Extracto >>
/---

En esa dirección se explican muchas cosas, no solo nuestra relación con el dinero. De hecho, en Europa narcotizamos la angustia económica desde que, gracias a los servicios públicos, puede cierta mayoría social no sentirse totalmente abandonada por el destino. Quizá no vivamos una confirmación del paraíso, pero nuestra situación económica siempre parece un purgatorio del que algún día saldremos.
Anestesiada en lo económico, la angustia se extiende metastásicamente por todos los rincones del alma. El más claro es la fijación con el aspecto. La salvación se mide hoy en términos de relevancia en redes. El foco está totalmente puesto sobre nuestro cuerpo. Necesitamos, como anunció Nietzsche, tener cara de salvados. Ponemos poses y perfiles y usamos todo tipo de filtros que provoquen esa sensación de tranquilidad adictiva que provocan las visualizaciones de nuestras fotos y los likes. Pero esta práctica es corrosiva. No pocas personas, de hecho, desarrollan un odio patológico a su propio rostro real y vacío, que nada tiene que ver con la felicidad pixelada de sus redes. Se llama trastorno dismórfico y, si está ya reconocido y tratado por los médicos, es que se trata de un fenómeno amplio.
Aunque quizá no estemos todos trastornados, estamos todos infectados. Los rasgos de esa tendencia se extienden por toda la sociedad. Un 40 % de los españoles se ha sometido ya a algún tipo de intervención estética. Bótox, pelo, pecho. La salvación está en una fotografía. Desde hace tiempo me parece en el gimnasio que todo el mundo tiene la misma nariz y los mismos pómulos.
Pero lo más grave es la edad media de la primera intervención en España: hace diez años estaba en 35
años, hoy se calcula que la media ha bajado a los 22. La salvación ya no solo no tiene nada que ver con la eternidad, sino que tampoco tiene que ver con la eterna juventud. La salvación es el disfraz de la normalidad social. Pero la máscara se forma sin descanso, porque muchas intervenciones exigen un mantenimiento. La nueva forma es el inicio de un nuevo modo de vida.

\---

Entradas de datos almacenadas
/---

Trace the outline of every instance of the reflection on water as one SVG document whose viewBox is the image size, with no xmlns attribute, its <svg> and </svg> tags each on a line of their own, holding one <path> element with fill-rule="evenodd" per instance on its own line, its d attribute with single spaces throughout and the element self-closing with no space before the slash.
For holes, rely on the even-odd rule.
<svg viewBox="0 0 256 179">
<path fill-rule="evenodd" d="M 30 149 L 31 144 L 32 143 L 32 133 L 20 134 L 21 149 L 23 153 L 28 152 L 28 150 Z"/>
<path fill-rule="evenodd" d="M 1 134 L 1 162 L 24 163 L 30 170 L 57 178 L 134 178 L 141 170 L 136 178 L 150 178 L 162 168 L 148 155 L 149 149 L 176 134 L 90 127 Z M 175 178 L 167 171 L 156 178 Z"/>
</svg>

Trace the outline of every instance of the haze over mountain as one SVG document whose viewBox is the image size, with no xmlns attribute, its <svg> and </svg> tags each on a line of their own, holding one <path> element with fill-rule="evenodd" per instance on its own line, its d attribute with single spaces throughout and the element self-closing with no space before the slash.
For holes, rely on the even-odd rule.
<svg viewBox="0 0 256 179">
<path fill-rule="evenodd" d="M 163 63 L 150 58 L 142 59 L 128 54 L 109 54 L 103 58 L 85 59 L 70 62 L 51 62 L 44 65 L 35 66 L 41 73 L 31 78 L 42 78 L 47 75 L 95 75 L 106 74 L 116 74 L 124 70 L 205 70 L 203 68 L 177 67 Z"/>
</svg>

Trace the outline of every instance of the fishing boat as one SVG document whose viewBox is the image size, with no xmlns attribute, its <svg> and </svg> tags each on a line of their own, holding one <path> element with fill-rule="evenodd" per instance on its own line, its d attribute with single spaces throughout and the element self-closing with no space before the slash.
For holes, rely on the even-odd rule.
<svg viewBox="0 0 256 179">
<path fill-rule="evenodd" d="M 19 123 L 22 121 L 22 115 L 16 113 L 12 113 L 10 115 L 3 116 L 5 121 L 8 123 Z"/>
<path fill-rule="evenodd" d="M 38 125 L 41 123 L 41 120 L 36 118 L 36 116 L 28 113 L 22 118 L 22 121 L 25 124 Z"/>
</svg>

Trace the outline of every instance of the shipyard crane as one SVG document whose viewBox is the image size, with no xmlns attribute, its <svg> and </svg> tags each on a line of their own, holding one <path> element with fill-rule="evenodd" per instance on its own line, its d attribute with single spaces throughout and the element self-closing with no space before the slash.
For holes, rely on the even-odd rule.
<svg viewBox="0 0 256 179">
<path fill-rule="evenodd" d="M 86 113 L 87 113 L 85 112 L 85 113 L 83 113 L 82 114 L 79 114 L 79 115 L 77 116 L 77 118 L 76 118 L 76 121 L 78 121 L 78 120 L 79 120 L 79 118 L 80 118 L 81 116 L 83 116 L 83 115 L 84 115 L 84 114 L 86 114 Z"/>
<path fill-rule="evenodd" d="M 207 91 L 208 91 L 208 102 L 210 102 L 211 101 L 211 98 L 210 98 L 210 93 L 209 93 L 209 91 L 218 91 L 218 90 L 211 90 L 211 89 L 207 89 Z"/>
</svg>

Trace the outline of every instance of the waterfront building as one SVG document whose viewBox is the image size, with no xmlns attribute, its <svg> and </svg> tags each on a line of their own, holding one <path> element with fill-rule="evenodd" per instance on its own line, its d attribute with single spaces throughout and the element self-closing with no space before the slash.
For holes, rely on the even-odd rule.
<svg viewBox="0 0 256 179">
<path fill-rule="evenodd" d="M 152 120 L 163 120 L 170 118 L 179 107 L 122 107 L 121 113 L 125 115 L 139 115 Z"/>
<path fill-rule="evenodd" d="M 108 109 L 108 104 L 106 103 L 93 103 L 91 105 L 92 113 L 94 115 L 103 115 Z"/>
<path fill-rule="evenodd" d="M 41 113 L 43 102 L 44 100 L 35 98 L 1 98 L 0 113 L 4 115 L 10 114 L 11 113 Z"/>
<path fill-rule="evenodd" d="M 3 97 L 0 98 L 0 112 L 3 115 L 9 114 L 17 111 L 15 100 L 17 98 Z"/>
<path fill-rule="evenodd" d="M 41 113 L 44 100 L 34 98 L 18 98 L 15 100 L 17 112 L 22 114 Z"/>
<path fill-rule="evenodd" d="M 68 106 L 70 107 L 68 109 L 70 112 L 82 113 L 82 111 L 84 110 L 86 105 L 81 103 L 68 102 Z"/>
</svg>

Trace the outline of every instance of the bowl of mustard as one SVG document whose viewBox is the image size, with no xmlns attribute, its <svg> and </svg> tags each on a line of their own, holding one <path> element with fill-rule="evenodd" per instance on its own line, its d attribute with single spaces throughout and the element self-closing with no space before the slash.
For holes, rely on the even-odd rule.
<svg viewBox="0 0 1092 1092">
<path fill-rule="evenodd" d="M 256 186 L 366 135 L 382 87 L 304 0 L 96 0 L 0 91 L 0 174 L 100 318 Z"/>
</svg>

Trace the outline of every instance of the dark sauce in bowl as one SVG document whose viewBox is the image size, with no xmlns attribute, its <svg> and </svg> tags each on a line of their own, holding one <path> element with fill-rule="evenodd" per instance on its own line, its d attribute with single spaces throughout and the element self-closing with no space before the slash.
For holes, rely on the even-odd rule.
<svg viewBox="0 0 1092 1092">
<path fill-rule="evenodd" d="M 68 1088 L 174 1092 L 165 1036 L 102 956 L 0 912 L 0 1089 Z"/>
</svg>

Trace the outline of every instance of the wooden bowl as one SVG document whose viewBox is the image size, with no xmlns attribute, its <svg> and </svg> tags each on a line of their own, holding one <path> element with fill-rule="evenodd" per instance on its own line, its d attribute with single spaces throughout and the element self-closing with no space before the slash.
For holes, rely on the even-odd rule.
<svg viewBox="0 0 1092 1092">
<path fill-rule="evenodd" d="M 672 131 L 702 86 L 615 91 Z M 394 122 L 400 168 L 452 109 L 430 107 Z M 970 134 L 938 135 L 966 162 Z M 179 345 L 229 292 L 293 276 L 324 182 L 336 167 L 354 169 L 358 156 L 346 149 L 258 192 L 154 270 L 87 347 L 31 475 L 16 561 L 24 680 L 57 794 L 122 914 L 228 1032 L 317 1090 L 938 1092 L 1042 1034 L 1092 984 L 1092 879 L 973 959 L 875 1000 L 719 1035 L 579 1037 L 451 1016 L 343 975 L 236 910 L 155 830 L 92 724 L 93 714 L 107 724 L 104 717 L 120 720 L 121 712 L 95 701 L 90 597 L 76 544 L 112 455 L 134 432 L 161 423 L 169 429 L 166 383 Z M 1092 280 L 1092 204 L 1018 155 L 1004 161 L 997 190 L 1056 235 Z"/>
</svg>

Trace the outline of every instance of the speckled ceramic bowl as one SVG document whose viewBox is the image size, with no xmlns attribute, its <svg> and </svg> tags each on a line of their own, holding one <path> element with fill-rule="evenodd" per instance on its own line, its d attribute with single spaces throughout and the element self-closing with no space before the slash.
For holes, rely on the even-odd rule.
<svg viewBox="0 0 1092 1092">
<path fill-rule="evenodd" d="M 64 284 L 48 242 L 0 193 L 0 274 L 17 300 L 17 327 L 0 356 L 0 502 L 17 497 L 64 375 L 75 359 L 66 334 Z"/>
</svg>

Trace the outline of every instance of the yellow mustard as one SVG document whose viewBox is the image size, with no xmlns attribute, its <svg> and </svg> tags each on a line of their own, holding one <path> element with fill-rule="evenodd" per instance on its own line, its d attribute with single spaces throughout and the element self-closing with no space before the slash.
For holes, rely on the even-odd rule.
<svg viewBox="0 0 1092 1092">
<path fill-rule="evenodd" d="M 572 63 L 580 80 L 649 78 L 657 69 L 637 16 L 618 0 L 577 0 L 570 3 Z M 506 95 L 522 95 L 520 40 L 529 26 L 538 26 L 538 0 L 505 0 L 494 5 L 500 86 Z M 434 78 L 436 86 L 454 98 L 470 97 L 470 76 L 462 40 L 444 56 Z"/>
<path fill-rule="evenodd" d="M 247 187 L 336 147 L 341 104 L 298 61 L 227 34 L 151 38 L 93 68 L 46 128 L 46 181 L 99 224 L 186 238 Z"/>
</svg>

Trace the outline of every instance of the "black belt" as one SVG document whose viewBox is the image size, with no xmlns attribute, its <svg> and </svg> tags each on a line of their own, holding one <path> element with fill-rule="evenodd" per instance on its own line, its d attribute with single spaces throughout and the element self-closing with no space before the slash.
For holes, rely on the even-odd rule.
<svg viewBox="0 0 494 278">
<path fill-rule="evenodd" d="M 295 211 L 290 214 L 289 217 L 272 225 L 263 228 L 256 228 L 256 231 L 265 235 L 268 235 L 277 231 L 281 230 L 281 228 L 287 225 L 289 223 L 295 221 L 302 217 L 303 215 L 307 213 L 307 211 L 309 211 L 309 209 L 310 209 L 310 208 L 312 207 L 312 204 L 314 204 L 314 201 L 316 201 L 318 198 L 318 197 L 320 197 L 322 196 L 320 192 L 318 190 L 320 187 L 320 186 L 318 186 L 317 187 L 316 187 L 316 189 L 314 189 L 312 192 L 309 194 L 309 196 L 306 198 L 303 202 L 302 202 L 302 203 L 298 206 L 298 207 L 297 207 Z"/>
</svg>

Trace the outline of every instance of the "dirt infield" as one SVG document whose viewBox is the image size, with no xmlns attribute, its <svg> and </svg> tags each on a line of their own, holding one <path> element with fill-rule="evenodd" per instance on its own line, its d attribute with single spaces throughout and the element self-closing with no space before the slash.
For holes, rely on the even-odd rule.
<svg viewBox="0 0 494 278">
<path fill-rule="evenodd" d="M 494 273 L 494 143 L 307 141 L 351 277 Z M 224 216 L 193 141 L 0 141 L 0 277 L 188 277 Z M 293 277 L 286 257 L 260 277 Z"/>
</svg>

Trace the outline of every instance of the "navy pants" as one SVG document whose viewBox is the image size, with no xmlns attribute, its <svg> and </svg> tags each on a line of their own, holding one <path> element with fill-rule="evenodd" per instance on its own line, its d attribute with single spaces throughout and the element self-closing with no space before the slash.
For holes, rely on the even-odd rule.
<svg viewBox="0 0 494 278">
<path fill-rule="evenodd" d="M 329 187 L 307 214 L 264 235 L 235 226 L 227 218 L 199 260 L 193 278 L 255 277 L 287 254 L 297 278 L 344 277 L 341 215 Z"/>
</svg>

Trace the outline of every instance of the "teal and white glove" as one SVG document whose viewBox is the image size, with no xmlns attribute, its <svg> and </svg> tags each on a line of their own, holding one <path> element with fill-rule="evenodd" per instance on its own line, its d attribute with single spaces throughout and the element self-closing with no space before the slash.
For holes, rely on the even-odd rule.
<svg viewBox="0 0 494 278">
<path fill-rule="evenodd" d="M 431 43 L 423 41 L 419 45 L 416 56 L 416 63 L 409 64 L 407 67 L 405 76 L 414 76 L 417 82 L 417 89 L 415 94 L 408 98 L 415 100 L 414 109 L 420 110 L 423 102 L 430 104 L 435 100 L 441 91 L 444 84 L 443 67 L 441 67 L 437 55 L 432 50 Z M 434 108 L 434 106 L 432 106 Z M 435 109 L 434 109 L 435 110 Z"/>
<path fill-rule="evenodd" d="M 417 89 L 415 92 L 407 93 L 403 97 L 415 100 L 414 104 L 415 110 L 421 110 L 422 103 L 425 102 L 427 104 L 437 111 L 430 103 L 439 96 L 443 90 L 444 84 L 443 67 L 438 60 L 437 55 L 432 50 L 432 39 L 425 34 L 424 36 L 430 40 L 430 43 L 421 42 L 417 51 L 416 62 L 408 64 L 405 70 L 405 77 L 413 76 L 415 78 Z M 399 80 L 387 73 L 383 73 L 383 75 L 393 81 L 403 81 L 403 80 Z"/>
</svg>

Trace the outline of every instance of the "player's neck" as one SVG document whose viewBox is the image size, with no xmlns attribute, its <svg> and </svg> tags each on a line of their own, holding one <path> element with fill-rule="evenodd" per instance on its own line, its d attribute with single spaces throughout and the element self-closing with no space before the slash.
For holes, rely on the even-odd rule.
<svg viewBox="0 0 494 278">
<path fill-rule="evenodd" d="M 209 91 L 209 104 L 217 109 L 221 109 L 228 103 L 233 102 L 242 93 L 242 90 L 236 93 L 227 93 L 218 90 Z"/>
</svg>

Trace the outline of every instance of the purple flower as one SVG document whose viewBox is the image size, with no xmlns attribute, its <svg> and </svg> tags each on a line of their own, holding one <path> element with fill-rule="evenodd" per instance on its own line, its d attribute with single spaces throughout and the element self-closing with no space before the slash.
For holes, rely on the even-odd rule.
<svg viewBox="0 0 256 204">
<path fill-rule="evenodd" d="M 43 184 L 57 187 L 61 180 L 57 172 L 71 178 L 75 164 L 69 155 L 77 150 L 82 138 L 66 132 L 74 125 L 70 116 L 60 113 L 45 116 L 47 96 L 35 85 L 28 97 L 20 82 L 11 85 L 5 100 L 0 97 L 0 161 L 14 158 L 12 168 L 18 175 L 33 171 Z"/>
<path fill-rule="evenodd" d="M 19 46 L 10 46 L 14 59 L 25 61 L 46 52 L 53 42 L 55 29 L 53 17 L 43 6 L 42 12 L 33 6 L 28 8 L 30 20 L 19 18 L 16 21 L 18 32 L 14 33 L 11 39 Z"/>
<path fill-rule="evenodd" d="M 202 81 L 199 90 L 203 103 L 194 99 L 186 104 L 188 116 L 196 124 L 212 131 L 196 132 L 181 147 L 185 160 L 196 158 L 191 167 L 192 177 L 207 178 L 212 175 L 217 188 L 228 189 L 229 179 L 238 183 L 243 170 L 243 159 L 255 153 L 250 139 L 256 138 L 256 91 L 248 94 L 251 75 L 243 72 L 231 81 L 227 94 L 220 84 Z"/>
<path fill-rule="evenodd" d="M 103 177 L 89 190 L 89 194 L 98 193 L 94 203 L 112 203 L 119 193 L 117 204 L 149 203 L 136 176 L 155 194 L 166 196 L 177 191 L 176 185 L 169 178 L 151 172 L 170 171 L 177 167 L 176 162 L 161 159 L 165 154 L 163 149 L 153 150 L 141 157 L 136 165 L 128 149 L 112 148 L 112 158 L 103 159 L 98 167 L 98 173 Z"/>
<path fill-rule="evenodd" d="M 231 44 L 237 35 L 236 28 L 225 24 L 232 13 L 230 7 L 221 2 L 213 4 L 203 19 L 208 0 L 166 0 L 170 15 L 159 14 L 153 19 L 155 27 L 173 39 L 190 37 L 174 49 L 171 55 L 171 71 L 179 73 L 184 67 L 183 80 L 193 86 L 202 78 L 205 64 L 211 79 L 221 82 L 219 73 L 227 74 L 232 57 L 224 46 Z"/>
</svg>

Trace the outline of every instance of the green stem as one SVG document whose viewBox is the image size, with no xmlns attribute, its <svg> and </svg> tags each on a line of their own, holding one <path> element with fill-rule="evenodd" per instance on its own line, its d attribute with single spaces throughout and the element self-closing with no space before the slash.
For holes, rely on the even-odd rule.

\---

Instrucciones de tarea >> Reproduce sin cambios, del extracto sobre la obsesión por el aspecto, todo lo que va desde "En esa dirección" hasta "algún día saldremos.", ambos incluidos. Las entradas no son necesarias para resolver nada aquí.

Solución del problema >>
En esa dirección se explican muchas cosas, no solo nuestra relación con el dinero. De hecho, en Europa narcotizamos la angustia económica desde que, gracias a los servicios públicos, puede cierta mayoría social no sentirse totalmente abandonada por el destino. Quizá no vivamos una confirmación del paraíso, pero nuestra situación económica siempre parece un purgatorio del que algún día saldremos.